- _Tareas a realizar_
1. Indique si cada afirmación coincide con el fragmento, con sí o no y las palabras exactas del fragmento que lo deciden: (a) la fiesta del ISNA tiene lugar por la tarde; (b) la niña morena tiene 15 años; (c) la directora considera que las niñas sanarán por completo.
2. Enumere todas las acciones de la niña morena que se describen mientras la directora dice «Las cicatrices son parte de ellas».

- _Fragmento seleccionado_
Es sábado 28 de julio, y la directora y las tías no están en sus casas con sus familias. Están aquí, con los ojos clavados en las niñas que bailan en la pista. El ISNA ha hecho una gran fiesta esta tarde. Los niños de todas las instancias de protección del sistema han venido. La directora me cuenta que si bien se han hecho muchos esfuerzos por explicar a los demás niños que ellas son víctimas de un delito llamado trata, es difícil que el mensaje cale. La mayoría de niños se ha quedado en la cabeza la idea de que esas 12 niñas estuvieron en prostíbulos hace un tiempo.
Varios de los muchachos del ISNA las rodean a una distancia prudente, tímidos como adolescentes. Ellas, las 12 niñas, en sus tacones descomunales, bailan sin parar. A una de ellas, a la niña morena de 16 años del albergue de trata, otra niña de esa edad le ha dicho ramera. Se lo dijo porque la niña morena sacó a bailar a un muchacho que al parecer le gustaba también a la otra niña. Un conflicto normal de adolescentes ha sido el incidente del día. La palabra ramera no significará lo mismo para esta niña morena y sus 11 compañeras que para el resto de niñas del salón.
“Las cicatrices son parte de ellas –dice la directora con los ojos fijos en la niña morena que, entre lágrimas, se ha quitado sus tacones, se ha puesto unas sandalias y se ha sentado en un rincón, fuera del salón de baile–. Ellas siempre están a la defensiva, esperando que alguien les diga algo. Es muy difícil luchar con el estigma de la sociedad”.
La pregunta obvia ante la montaña de obstáculos que se impone frente a cada una de estas 12 niñas es si cabe la posibilidad de que algún día sanen.
“No por completo”, dice la directora, se pasa las manos por la cara para reanimarse y camina despacio hacia el rincón para sentarse al lado de la niña morena.

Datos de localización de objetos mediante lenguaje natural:
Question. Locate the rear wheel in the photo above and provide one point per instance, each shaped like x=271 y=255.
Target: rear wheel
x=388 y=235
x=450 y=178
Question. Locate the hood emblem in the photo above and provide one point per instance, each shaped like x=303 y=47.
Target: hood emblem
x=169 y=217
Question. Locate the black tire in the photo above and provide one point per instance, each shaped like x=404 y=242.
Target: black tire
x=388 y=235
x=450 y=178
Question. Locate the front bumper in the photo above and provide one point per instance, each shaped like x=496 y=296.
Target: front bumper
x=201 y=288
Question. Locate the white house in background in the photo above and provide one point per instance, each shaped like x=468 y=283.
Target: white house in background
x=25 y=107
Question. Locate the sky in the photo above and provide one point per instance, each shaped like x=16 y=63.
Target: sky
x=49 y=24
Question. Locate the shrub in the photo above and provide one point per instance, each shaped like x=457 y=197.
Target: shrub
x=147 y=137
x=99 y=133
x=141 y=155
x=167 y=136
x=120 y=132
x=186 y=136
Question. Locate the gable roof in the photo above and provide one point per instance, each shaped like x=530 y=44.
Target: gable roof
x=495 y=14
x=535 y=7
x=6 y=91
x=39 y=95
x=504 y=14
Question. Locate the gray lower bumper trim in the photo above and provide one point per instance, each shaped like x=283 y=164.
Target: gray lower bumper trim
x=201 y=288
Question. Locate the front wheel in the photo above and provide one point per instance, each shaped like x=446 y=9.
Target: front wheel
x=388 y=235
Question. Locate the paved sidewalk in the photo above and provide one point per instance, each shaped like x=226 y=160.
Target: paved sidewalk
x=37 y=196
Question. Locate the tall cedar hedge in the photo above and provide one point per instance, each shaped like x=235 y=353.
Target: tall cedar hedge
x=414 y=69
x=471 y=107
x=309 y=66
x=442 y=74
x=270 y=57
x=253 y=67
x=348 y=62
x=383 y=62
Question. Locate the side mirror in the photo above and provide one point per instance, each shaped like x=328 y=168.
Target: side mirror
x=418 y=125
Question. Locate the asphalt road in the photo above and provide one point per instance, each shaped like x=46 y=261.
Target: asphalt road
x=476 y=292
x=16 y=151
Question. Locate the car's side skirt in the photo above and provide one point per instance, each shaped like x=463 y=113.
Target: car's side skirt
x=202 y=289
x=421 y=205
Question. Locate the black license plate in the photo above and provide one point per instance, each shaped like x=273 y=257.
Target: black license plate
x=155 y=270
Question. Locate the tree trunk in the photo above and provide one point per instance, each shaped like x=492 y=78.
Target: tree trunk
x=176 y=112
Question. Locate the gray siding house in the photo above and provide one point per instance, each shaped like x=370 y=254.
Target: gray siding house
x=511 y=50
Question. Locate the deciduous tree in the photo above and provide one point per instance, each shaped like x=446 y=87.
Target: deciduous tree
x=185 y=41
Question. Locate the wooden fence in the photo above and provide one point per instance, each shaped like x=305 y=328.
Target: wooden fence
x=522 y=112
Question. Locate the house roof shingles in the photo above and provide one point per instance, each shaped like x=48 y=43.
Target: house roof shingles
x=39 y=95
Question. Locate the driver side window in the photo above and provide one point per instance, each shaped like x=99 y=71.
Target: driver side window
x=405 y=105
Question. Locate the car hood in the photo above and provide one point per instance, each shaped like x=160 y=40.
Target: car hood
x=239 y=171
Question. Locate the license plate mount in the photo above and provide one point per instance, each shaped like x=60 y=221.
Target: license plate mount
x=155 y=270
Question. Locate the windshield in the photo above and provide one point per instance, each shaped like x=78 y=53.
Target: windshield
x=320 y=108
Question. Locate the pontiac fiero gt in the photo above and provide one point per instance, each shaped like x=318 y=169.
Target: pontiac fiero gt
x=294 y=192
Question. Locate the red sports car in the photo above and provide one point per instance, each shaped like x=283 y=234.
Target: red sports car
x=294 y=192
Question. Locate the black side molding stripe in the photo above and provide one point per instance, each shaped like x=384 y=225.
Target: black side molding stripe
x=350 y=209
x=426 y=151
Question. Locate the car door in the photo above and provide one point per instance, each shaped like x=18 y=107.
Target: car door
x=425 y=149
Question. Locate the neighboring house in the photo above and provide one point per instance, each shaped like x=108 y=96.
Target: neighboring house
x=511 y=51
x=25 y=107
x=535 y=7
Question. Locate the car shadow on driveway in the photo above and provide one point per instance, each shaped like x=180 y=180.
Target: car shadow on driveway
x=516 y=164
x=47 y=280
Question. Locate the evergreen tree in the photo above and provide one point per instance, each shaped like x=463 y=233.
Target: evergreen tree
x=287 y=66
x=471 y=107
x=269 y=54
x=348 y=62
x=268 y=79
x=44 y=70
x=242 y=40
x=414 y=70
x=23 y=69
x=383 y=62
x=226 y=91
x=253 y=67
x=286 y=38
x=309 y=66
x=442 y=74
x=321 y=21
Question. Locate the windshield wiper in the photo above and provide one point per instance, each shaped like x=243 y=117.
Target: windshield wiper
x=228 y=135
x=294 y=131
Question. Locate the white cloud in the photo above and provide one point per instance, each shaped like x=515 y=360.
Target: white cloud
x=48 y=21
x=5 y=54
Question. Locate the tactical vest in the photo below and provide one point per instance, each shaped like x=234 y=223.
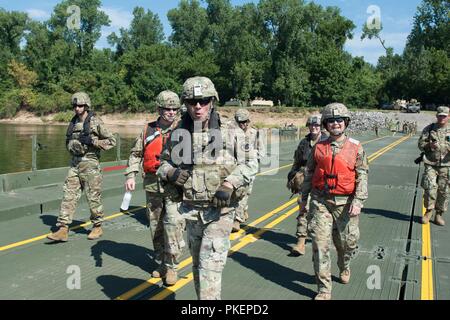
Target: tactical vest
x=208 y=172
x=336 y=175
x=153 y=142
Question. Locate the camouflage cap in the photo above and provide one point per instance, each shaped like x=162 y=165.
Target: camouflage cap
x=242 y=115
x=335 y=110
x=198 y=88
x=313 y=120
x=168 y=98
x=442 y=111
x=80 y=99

---

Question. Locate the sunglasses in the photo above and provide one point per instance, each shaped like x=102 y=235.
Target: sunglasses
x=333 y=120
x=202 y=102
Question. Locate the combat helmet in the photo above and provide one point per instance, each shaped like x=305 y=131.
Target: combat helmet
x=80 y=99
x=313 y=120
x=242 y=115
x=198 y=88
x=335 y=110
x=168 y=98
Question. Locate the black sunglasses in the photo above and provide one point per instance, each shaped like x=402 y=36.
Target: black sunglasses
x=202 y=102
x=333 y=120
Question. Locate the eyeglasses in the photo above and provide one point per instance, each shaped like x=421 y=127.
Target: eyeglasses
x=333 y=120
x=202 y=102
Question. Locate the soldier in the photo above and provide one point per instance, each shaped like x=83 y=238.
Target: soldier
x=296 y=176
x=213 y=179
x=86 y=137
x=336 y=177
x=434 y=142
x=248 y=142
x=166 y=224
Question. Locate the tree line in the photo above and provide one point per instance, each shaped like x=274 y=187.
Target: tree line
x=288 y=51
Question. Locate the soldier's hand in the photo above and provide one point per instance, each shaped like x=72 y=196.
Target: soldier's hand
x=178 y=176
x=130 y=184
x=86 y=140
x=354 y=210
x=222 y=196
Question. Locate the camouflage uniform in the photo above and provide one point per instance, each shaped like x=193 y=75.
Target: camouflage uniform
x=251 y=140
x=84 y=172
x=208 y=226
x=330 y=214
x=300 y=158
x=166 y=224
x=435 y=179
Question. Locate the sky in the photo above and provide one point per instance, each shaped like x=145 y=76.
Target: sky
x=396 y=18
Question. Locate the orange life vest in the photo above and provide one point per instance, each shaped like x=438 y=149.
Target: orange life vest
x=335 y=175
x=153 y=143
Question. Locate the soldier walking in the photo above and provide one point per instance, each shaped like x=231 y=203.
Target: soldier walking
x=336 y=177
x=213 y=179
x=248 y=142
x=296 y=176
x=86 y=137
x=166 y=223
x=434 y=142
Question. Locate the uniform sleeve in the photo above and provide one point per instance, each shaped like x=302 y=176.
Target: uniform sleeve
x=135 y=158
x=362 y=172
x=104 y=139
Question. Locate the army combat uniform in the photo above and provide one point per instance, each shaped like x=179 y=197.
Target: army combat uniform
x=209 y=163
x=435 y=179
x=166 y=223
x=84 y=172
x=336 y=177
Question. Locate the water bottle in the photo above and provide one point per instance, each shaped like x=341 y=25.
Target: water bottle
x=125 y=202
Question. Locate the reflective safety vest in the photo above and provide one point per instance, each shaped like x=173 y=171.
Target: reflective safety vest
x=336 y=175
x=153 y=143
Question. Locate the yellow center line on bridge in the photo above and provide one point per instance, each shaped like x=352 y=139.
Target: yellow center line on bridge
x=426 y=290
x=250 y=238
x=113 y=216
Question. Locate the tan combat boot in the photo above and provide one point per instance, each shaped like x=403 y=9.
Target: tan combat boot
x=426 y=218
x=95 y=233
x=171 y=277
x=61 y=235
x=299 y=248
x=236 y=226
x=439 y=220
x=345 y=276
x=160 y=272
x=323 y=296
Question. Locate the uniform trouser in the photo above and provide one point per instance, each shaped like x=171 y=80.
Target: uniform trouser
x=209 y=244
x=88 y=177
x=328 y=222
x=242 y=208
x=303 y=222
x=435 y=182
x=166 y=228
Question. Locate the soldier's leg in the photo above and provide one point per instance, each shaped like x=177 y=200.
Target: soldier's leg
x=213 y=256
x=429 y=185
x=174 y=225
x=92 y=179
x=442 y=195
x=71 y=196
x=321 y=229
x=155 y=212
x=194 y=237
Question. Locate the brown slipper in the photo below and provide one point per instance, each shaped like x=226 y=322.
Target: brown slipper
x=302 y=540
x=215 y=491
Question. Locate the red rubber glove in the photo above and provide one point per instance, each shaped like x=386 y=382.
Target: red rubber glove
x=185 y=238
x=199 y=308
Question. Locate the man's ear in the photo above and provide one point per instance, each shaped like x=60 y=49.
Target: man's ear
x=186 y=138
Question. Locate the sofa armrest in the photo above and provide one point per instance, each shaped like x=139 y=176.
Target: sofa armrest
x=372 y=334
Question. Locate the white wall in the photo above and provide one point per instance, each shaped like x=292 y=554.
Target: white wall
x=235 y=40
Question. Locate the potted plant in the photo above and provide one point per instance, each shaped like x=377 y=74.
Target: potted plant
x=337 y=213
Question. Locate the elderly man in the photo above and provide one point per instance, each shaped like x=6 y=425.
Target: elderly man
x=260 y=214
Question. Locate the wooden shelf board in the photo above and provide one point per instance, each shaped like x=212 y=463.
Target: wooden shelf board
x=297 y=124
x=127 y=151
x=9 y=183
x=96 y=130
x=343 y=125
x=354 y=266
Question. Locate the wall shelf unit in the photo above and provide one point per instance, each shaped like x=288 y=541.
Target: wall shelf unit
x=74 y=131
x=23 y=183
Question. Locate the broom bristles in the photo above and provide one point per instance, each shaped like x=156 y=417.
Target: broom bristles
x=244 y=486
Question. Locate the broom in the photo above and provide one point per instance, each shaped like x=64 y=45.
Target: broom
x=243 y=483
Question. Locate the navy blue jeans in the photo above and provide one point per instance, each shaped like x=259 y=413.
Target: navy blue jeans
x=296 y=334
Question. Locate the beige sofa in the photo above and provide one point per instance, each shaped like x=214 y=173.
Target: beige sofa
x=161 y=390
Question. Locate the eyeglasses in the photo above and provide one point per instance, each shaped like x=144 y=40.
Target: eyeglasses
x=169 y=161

- _Respuestas por tarea_
1.
(a) Sí: «El ISNA ha hecho una gran fiesta esta tarde».
(b) No: «la niña morena de 16 años del albergue de trata».
(c) No: «No por completo».

2.
- Se ha quitado sus tacones.
- Se ha puesto unas sandalias.
- Se ha sentado en un rincón, fuera del salón de baile.